## Instructions to follow
Nothing but the lines from the one containing "column 1223, row 671" through the one containing "column 1031, row 49", both included, should be given again, each exactly as written below.

## Data shown
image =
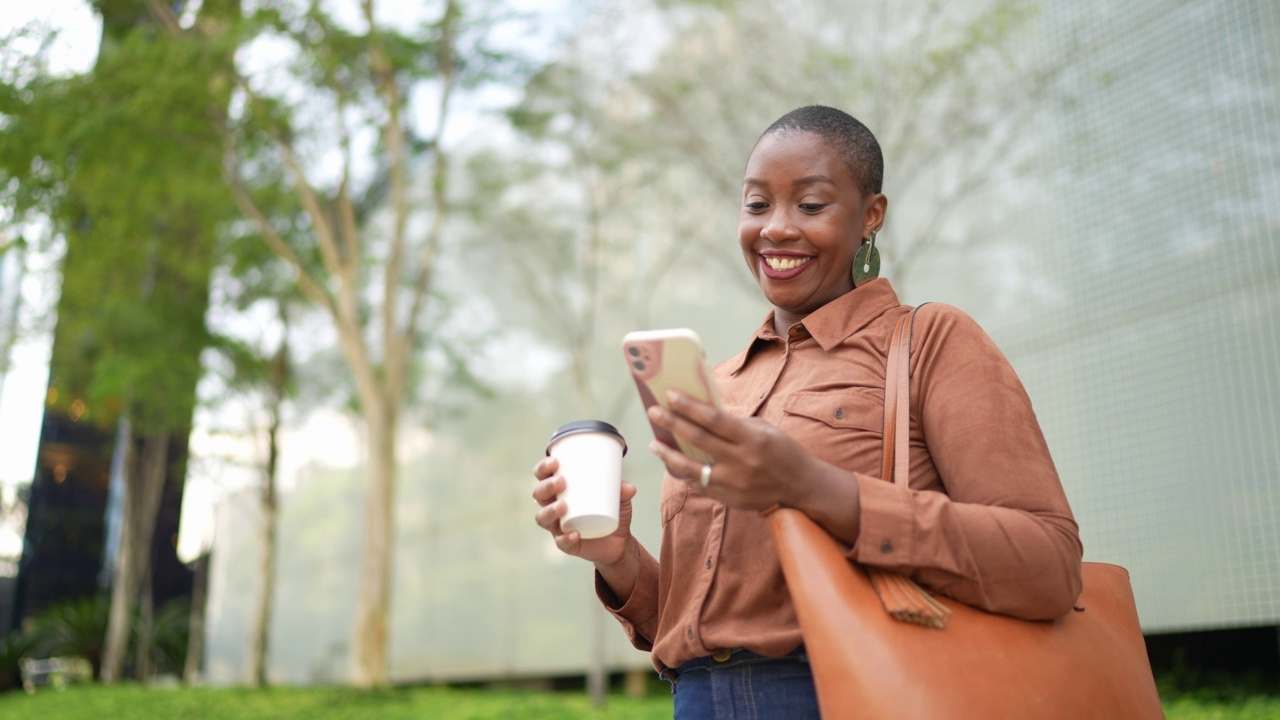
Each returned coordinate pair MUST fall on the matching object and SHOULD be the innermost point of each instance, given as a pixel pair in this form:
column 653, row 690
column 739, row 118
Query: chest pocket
column 672, row 500
column 842, row 428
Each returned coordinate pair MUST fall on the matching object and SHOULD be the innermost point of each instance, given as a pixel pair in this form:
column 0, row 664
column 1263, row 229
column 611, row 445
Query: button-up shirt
column 983, row 520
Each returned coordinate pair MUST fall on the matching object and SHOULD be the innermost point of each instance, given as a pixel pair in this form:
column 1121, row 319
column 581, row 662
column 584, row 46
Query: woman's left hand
column 755, row 464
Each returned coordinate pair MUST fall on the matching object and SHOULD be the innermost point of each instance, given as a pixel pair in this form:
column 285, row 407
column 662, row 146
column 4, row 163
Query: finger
column 545, row 468
column 690, row 431
column 547, row 491
column 680, row 465
column 549, row 516
column 716, row 420
column 568, row 542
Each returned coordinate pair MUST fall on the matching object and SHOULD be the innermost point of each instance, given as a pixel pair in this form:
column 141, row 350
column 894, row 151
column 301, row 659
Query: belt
column 723, row 655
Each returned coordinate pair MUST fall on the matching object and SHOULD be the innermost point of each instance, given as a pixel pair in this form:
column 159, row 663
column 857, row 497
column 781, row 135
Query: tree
column 126, row 165
column 369, row 260
column 625, row 185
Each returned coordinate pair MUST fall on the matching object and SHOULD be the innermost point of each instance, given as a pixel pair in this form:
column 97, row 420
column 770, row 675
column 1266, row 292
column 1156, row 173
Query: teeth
column 785, row 263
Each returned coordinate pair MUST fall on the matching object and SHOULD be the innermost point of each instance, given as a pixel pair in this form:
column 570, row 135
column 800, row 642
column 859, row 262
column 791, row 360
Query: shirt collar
column 831, row 323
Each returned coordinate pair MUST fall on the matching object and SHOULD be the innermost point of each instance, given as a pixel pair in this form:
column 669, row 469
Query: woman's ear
column 873, row 215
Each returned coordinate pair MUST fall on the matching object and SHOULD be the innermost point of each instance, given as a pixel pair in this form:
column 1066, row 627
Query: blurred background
column 292, row 295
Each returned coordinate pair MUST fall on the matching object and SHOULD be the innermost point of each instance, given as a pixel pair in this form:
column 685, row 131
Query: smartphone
column 664, row 360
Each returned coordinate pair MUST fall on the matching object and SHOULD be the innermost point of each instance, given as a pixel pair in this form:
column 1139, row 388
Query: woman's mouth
column 782, row 267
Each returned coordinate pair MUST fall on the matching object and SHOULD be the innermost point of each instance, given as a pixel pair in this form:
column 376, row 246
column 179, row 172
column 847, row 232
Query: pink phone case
column 663, row 360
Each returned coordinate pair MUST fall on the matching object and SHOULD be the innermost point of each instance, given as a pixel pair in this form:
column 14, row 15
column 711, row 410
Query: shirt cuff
column 886, row 524
column 639, row 613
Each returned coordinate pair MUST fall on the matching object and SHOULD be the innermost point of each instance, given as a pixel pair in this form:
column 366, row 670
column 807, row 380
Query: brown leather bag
column 869, row 664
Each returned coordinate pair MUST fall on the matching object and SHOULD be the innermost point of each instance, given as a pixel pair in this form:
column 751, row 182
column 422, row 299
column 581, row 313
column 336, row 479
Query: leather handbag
column 950, row 660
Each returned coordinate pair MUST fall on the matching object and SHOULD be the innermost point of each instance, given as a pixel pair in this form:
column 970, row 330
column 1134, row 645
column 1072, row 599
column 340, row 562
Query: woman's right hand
column 604, row 552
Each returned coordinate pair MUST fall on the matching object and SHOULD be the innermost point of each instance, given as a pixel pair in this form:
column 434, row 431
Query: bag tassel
column 906, row 601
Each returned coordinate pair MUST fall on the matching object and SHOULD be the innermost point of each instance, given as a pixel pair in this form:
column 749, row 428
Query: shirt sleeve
column 1001, row 537
column 638, row 613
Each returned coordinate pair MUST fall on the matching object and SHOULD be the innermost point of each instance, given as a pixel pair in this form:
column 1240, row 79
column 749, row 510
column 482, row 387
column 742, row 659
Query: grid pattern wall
column 1156, row 367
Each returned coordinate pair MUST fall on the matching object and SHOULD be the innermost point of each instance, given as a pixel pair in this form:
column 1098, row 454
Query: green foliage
column 73, row 628
column 128, row 167
column 13, row 647
column 129, row 702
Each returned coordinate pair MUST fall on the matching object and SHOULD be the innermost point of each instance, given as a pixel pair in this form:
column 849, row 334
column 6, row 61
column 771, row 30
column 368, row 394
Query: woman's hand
column 755, row 464
column 607, row 551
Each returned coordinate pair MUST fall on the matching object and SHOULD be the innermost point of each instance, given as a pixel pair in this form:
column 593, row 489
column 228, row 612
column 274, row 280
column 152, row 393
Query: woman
column 984, row 519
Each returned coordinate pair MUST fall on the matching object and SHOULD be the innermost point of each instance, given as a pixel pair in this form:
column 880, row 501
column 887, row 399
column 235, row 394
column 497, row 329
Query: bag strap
column 901, row 597
column 897, row 393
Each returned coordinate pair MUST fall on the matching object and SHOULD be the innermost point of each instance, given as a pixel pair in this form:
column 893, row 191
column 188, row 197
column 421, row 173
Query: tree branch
column 164, row 16
column 439, row 183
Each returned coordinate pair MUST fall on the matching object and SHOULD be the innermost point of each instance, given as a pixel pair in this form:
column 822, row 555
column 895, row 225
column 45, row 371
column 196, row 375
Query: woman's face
column 803, row 218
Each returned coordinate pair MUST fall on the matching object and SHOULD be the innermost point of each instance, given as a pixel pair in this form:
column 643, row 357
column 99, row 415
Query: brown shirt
column 984, row 519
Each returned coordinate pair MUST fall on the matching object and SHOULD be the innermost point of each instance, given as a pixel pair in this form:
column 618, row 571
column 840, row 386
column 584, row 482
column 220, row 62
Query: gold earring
column 867, row 261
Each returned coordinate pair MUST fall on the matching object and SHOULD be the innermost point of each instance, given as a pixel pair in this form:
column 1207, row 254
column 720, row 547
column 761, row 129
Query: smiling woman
column 982, row 519
column 804, row 217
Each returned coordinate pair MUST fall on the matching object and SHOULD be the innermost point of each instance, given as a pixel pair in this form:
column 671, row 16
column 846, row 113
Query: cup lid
column 585, row 427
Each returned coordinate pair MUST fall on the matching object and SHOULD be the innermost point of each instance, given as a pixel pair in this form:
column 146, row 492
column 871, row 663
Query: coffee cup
column 590, row 461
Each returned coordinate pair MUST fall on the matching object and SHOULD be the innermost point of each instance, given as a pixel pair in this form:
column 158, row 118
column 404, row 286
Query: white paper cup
column 590, row 460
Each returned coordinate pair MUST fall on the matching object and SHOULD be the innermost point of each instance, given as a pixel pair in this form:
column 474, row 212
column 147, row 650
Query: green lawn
column 133, row 702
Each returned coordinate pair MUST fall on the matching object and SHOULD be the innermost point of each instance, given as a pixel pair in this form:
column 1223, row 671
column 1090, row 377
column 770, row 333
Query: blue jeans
column 745, row 687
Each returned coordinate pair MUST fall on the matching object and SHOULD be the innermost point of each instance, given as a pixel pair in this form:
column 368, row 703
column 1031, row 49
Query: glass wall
column 1129, row 267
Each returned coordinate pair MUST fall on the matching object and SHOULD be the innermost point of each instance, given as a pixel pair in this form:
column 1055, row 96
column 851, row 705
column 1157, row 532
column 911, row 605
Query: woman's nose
column 778, row 227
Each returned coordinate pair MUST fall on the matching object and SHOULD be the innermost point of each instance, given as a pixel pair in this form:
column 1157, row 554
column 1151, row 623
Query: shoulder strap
column 895, row 465
column 901, row 597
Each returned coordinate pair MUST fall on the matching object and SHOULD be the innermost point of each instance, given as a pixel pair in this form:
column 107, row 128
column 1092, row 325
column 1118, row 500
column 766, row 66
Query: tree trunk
column 144, row 484
column 142, row 665
column 369, row 642
column 259, row 642
column 196, row 625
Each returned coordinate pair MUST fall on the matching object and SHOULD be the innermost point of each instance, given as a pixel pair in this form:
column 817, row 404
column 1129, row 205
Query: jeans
column 745, row 687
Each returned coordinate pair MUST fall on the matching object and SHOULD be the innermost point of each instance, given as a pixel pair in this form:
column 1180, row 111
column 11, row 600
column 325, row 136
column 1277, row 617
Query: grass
column 1193, row 696
column 137, row 702
column 1223, row 700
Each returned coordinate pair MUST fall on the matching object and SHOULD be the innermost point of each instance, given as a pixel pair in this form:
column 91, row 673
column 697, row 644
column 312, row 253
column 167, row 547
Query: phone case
column 663, row 360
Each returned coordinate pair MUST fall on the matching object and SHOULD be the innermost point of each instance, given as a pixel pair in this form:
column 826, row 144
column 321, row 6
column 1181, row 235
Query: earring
column 867, row 261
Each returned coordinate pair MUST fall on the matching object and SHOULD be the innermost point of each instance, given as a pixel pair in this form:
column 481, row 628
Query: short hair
column 850, row 139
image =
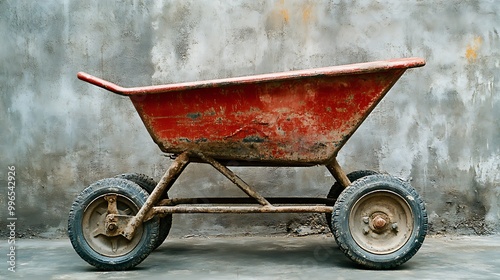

## Final answer
column 1223, row 671
column 1090, row 377
column 770, row 333
Query: blue jeans
column 745, row 687
Each returned coordinate pair MUST fall on the matching object and SHOULD be the innermost point of each instance, given as a pixel pair in this form:
column 368, row 703
column 1031, row 49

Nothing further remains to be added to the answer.